- Aim:
Copy everything from the start of the records down to the line containing "<point>426,199</point>", including both ends and the requests. Shift every point coordinate in the answers, x and y alike, by adding 50.

- Dataset:
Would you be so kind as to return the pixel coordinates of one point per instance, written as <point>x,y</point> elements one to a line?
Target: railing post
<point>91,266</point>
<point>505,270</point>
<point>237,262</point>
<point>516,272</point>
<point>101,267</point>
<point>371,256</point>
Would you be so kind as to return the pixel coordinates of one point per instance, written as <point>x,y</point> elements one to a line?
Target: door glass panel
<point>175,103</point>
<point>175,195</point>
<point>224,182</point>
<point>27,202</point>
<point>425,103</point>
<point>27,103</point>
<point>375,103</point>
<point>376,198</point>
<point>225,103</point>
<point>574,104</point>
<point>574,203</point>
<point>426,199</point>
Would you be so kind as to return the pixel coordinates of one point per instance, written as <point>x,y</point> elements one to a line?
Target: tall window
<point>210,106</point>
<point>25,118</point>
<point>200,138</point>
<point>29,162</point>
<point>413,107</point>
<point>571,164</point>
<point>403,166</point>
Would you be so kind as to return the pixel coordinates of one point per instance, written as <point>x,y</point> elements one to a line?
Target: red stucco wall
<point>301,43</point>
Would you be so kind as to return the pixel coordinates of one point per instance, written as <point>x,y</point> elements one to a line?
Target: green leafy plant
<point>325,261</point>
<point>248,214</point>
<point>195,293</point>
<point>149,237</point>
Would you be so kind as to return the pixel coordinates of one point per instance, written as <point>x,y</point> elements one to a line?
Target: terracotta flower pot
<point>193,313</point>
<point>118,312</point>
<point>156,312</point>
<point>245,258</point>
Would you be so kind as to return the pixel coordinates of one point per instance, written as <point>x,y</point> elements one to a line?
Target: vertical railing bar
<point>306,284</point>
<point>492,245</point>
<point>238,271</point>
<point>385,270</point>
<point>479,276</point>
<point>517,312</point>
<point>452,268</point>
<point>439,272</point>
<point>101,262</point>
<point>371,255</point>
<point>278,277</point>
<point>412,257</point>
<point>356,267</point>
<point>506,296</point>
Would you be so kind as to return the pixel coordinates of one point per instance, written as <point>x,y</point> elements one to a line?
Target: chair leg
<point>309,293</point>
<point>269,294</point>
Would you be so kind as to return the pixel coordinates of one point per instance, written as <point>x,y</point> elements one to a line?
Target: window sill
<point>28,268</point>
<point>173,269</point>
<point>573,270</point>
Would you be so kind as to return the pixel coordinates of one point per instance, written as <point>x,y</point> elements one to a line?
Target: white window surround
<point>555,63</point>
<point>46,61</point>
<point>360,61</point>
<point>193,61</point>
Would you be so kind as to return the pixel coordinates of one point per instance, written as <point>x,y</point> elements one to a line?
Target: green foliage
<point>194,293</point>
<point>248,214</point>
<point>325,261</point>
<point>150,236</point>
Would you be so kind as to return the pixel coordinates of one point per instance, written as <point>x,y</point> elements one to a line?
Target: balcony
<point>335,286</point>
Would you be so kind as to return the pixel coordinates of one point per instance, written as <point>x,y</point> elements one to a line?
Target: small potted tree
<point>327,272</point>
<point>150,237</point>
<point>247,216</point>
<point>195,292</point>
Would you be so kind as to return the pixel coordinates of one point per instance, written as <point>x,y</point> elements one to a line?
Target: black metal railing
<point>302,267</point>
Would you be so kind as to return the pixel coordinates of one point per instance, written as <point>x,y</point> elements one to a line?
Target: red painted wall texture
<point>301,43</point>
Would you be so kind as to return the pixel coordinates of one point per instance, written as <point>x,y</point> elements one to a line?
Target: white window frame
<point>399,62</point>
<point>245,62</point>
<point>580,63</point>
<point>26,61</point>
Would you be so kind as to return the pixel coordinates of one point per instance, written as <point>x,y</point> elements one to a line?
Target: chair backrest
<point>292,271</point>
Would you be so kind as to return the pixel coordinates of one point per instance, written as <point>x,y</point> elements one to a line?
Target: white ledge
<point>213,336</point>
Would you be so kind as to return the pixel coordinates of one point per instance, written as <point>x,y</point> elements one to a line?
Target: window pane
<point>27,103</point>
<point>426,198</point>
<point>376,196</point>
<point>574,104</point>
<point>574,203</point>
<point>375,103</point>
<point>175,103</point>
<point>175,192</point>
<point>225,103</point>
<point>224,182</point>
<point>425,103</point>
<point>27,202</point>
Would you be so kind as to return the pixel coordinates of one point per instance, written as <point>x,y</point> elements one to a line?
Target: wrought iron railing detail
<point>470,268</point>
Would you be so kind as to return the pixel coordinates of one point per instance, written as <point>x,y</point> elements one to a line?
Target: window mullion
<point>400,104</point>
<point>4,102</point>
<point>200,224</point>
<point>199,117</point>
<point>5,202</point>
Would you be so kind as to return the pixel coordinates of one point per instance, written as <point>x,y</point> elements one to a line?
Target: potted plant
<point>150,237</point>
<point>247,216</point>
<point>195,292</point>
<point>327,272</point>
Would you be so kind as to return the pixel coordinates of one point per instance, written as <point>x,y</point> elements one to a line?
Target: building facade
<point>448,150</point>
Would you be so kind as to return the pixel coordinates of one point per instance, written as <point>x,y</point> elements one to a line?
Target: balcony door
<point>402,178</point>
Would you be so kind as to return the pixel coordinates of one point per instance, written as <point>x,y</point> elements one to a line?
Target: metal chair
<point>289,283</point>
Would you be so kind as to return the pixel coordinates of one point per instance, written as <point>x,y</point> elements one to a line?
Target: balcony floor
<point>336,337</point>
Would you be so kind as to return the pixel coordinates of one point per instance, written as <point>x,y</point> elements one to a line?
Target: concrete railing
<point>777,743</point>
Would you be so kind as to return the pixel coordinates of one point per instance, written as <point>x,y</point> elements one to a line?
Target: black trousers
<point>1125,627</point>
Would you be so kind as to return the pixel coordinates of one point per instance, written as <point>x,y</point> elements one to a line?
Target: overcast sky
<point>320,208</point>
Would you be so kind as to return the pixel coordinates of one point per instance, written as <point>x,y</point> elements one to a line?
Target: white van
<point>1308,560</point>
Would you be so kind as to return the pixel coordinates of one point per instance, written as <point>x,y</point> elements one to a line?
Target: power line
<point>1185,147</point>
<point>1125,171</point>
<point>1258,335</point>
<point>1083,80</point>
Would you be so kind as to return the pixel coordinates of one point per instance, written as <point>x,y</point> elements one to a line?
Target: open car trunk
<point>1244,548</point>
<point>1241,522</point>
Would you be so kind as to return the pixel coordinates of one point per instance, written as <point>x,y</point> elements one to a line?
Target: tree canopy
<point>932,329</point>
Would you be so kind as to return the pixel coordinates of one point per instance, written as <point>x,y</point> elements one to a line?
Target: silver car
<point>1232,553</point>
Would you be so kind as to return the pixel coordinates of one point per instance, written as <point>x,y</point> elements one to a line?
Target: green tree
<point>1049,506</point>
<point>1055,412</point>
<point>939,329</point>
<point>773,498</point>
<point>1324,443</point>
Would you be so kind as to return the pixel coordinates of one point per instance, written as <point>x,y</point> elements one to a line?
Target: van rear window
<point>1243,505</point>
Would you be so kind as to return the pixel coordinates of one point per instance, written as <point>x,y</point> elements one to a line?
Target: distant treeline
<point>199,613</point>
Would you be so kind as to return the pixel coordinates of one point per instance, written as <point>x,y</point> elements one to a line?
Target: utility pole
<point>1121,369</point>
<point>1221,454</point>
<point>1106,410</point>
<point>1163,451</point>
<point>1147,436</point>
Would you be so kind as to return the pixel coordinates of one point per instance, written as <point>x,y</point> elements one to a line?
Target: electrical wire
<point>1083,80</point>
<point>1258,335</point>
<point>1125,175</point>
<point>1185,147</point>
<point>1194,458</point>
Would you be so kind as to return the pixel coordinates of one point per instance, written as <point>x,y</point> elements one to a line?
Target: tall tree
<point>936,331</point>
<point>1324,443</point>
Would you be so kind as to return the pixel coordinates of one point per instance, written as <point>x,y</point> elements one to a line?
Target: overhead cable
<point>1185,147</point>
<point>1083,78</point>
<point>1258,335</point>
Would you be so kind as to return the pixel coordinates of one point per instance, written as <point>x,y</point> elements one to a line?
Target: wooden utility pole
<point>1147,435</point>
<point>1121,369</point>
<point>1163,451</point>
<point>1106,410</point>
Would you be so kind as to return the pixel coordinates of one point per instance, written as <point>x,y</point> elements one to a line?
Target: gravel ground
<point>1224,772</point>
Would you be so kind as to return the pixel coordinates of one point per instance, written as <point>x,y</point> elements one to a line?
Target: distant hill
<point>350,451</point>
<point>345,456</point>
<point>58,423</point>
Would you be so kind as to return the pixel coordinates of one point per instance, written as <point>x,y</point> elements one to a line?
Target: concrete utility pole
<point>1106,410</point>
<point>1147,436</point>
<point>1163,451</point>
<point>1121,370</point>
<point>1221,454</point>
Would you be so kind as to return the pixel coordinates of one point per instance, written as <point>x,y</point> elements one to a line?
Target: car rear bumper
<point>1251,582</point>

- In response:
Would you be so kind as to return the pixel coordinates of one point per instance, written as <point>x,y</point> elements one to a line?
Target: railing post
<point>141,316</point>
<point>555,320</point>
<point>287,312</point>
<point>566,322</point>
<point>151,317</point>
<point>421,306</point>
Would you be so kind as to return the pixel coordinates of one point per instance, written as <point>x,y</point> elements one to a line?
Target: door glass panel
<point>225,153</point>
<point>225,245</point>
<point>274,232</point>
<point>77,252</point>
<point>475,153</point>
<point>77,153</point>
<point>425,153</point>
<point>426,248</point>
<point>275,153</point>
<point>624,154</point>
<point>624,253</point>
<point>476,249</point>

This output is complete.